> What is required
An exact copy of every record, with no pictures, please.

> Natural language region descriptions
▬▬▬▬▬▬▬▬▬▬
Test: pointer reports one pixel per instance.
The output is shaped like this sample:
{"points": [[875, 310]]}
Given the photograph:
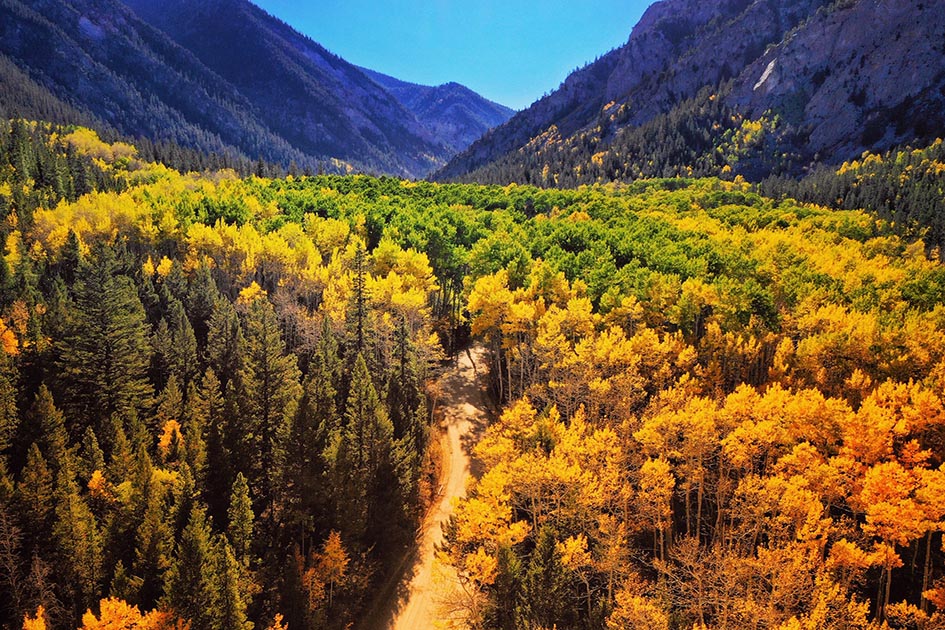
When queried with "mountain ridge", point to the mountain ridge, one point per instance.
▬▬▬▬▬▬▬▬▬▬
> Completed exercise
Test: pointer reports one pixel per instance.
The output is shaped like this sample:
{"points": [[875, 310]]}
Given the photograph:
When queried with "mountain ridge", point to the mountain ridge, one point per instance.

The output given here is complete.